▶ _EXERCISE DETAILS_
Start to finish, the listing must be rewritten exactly.

▶ _RECORDS FOR THIS EXERCISE_
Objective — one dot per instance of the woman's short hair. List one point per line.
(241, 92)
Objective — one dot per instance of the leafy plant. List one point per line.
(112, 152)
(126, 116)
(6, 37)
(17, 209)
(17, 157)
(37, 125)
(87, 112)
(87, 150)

▶ _RESULT_
Objective — one dot per instance of the woman's short hair. List one point per line.
(241, 92)
Objective — one dot per instance of the leafy plant. List one point per line.
(112, 152)
(126, 116)
(6, 37)
(17, 209)
(17, 157)
(37, 125)
(87, 112)
(87, 150)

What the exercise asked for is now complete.